## [Given text]
With the right setup, these statements work without superuser permissions.

My table definitions depend on extensions such as

create extension "pgcrypto";
create extension "uuid-ossp";

and whenever I drop the schema, they are lost... which wouldn't be a problem, if they didn't require super-user permissions to re-create.

Possible solutions I have considered:

Make my user super-user

alter user myuser with superuser;

Sadly, this is the number-one suggestion when you google for any sort of permission-related issue. I would very much like to avoid super-user permissions, even on my development and testing system.

Manually re-create the extensions every time I drop the schema

To my best knowledge (and experimental results), the problem here is that I have to re-connect to the database as regular and super-user several times...

  • connect as regular user to run drop schema / create schema
  • connect as superuser to run create extension
  • connect as regular user to run the various create table / create function statements

This is a lot of hassle and I'd rather avoid it. It'd be acceptable to switch once, but twice is definitely too much. When I run create schema as superuser, the regular user cannot create tables anymore.

Excerpts of location labeling data
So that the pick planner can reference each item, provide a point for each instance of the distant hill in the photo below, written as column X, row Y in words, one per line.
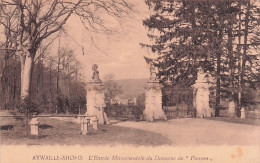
column 132, row 87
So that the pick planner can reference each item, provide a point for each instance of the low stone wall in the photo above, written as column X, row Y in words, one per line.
column 179, row 112
column 255, row 114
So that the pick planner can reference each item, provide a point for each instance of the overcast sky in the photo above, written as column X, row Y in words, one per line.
column 119, row 54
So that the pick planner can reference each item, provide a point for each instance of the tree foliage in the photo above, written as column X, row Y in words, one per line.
column 28, row 23
column 219, row 36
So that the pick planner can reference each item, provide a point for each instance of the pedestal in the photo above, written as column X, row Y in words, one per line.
column 201, row 95
column 231, row 109
column 96, row 101
column 34, row 126
column 243, row 114
column 153, row 102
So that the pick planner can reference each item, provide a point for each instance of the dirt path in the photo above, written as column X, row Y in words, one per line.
column 190, row 132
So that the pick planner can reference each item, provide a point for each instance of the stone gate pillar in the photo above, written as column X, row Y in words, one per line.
column 153, row 99
column 201, row 95
column 96, row 97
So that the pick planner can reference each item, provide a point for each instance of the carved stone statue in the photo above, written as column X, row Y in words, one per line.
column 95, row 75
column 153, row 73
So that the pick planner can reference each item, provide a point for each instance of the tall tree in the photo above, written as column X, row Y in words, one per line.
column 30, row 22
column 204, row 33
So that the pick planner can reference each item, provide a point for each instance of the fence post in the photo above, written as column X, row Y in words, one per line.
column 95, row 123
column 84, row 125
column 34, row 123
column 243, row 115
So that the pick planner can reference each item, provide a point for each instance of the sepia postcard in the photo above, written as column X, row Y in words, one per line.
column 93, row 81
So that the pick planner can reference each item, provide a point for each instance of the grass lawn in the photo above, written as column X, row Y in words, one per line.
column 237, row 120
column 52, row 131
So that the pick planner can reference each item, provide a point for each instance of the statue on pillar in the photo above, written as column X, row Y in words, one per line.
column 95, row 76
column 153, row 73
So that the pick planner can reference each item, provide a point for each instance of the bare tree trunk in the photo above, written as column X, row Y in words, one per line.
column 239, row 64
column 26, row 76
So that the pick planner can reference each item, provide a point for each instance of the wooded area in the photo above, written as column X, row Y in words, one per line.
column 222, row 37
column 30, row 77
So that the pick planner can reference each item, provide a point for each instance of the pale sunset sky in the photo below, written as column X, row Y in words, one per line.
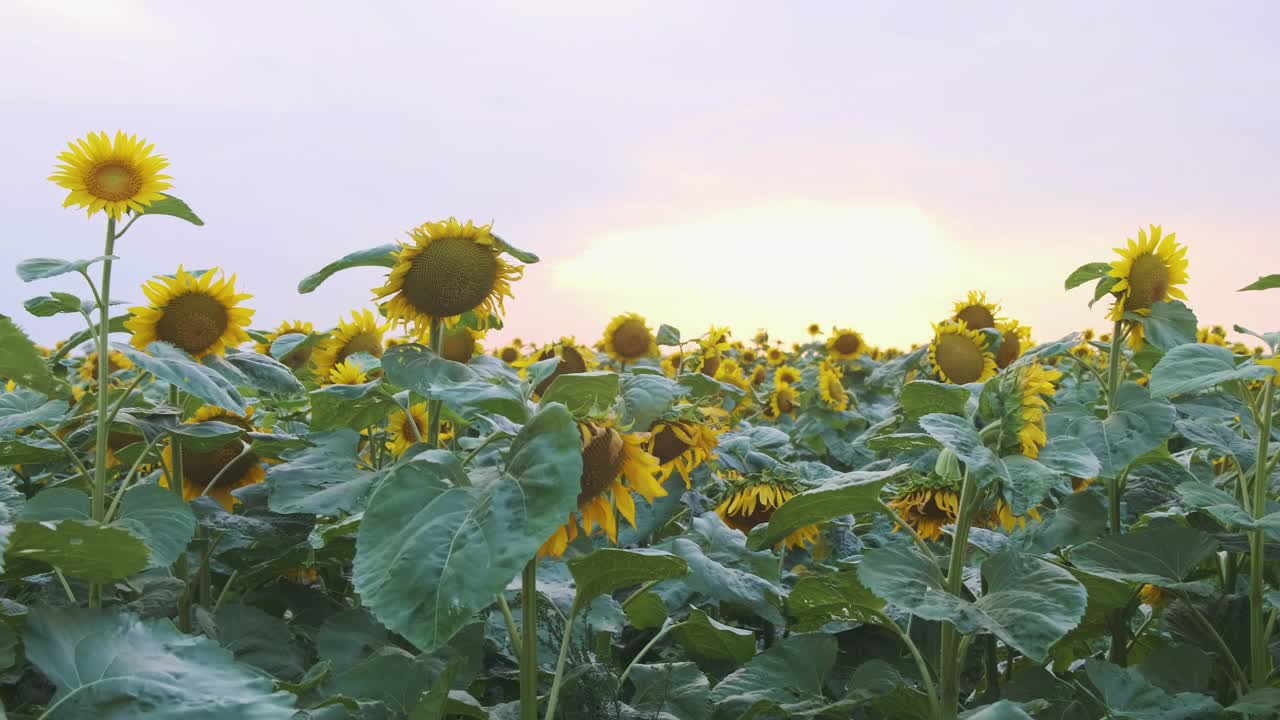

## [Tasks]
1: Answer these questions from the text about database extensions:
(a) Which two extensions do the writer's table definitions depend on?
(b) What happens to those extensions whenever the writer drops the schema?
(c) What happens to the regular user when the writer runs create schema as superuser?
2: Reproduce the passage of the text about database extensions starting at "My table definitions" and ending at "and testing system.", and switch "super-user" to "administrator" throughout it.
3: List every step in the bulleted sequence of connections described in the text about database extensions.

## [Answers by task]
1:
(a) pgcrypto and uuid-ossp
(b) They are lost.
(c) The regular user cannot create tables anymore.

2:
My table definitions depend on extensions such as

create extension "pgcrypto";
create extension "uuid-ossp";

and whenever I drop the schema, they are lost... which wouldn't be a problem, if they didn't require administrator permissions to re-create.

Possible solutions I have considered:

Make my user administrator

alter user myuser with superuser;

Sadly, this is the number-one suggestion when you google for any sort of permission-related issue. I would very much like to avoid administrator permissions, even on my development and testing system.

3:
- connect as regular user to run drop schema / create schema
- connect as superuser to run create extension
- connect as regular user to run the various create table / create function statements